:: Exercise input ::
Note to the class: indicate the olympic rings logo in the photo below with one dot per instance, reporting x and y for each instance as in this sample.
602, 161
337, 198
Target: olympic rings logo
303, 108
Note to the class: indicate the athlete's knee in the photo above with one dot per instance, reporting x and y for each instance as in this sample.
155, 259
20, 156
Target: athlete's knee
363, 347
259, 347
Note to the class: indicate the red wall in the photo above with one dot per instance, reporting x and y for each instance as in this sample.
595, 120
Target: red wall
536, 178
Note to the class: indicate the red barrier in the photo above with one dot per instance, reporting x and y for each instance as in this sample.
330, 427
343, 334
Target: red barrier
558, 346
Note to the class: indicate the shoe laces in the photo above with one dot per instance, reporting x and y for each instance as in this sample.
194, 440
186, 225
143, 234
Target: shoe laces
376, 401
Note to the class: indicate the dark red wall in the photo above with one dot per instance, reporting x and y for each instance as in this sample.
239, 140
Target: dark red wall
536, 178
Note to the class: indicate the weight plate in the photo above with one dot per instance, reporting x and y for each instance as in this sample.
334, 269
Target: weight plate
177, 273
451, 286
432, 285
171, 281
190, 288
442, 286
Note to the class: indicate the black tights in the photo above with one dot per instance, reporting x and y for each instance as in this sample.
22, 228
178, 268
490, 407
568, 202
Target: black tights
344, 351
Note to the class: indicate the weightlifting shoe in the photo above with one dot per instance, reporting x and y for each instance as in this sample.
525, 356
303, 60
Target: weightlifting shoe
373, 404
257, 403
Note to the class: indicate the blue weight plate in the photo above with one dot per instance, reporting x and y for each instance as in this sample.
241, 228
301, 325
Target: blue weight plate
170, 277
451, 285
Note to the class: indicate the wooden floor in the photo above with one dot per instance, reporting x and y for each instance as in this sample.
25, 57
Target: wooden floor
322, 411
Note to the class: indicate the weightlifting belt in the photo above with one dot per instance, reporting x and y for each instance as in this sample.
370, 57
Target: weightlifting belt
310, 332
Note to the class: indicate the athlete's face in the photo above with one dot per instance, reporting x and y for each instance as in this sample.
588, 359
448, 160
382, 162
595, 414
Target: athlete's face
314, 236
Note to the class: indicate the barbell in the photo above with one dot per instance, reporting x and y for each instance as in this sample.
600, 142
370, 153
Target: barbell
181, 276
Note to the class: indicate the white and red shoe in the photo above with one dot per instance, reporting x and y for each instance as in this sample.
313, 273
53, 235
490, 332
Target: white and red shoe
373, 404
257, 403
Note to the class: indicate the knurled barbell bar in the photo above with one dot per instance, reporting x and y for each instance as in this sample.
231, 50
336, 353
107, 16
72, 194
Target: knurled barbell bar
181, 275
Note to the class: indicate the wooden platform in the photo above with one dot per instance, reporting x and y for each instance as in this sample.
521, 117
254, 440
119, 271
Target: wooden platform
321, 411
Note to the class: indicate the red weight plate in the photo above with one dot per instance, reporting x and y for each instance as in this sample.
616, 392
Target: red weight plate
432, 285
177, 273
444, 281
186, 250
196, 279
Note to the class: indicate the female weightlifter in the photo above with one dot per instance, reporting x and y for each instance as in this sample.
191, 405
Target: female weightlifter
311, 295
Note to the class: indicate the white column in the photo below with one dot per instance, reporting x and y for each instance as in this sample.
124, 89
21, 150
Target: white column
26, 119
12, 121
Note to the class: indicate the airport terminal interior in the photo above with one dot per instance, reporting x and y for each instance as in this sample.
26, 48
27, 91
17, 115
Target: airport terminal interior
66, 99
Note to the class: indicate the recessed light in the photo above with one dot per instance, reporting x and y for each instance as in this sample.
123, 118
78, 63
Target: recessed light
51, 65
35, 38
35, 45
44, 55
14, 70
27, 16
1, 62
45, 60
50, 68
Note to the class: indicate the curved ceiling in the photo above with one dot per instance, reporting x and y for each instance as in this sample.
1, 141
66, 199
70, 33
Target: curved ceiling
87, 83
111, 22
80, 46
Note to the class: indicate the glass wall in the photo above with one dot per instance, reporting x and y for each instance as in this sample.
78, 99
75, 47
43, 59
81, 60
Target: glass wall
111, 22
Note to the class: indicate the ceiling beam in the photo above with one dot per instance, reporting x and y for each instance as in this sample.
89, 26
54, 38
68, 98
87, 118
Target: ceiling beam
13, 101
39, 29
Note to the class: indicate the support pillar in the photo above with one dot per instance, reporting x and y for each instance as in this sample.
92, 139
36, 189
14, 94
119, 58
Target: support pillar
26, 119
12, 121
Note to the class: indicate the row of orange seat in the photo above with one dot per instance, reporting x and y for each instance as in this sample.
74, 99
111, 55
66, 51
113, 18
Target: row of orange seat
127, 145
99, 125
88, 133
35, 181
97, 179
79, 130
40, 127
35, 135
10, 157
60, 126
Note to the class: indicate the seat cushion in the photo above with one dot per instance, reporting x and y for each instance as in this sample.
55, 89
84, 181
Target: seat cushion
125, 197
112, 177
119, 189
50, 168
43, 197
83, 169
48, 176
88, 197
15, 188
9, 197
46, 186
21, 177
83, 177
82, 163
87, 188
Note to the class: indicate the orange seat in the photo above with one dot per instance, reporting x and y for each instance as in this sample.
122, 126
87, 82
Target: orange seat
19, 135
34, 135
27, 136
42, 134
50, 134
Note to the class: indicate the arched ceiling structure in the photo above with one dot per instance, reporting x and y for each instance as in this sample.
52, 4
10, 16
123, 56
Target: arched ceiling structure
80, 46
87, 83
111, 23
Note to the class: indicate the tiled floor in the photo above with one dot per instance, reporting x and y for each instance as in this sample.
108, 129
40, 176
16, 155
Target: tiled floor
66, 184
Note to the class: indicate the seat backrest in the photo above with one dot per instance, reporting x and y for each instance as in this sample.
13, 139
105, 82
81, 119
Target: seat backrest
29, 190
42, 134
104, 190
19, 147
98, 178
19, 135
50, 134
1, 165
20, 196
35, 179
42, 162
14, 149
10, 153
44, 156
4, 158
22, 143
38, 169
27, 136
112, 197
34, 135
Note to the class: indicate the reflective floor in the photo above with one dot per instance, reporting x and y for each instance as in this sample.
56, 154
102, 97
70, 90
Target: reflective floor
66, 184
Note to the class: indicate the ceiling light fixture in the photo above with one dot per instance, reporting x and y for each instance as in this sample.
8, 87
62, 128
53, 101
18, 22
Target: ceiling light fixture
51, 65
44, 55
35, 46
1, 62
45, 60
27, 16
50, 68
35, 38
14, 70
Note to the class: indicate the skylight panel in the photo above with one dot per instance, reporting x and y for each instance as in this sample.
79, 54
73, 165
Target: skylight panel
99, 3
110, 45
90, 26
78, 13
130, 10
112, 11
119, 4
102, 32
==
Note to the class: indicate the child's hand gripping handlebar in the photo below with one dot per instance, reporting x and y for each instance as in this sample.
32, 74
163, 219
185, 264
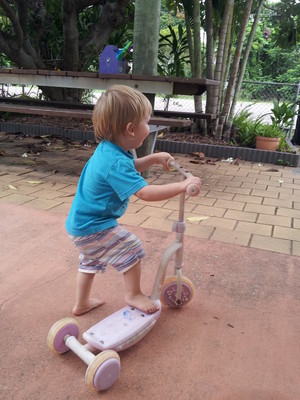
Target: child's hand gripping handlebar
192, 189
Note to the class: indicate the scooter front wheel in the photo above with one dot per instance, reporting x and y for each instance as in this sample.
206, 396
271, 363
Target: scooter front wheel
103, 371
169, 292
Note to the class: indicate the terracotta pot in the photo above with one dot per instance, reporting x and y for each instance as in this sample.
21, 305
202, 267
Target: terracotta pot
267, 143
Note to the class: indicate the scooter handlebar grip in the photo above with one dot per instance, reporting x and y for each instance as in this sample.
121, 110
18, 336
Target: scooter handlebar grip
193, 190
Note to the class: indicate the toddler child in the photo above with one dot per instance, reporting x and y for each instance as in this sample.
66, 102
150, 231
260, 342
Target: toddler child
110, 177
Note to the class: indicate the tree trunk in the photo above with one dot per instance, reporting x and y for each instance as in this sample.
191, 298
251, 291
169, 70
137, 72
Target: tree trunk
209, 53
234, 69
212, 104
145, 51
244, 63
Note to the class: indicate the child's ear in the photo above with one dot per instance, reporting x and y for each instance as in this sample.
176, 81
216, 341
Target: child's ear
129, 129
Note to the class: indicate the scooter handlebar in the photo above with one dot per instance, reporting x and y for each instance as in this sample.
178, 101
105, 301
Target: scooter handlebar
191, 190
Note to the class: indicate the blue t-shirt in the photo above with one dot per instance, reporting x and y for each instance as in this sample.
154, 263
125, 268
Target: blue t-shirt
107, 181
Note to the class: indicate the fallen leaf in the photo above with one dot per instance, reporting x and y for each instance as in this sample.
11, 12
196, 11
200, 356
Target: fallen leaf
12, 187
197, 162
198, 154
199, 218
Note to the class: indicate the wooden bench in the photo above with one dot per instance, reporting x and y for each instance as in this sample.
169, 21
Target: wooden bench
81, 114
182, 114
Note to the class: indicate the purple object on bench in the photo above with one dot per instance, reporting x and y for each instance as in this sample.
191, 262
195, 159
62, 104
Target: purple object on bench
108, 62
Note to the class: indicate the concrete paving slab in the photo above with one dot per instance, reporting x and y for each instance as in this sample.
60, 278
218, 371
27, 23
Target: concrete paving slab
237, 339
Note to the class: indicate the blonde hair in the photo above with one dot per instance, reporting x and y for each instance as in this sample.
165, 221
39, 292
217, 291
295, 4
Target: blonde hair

:: Task ::
Go through the material and copy every line in which the word "blonde" occurs.

:: Result for this exercise ::
Note to the class: indicate the blonde hair in the photo above with one dot per instance, reporting x and y for each instance as in this sample.
Target: blonde hair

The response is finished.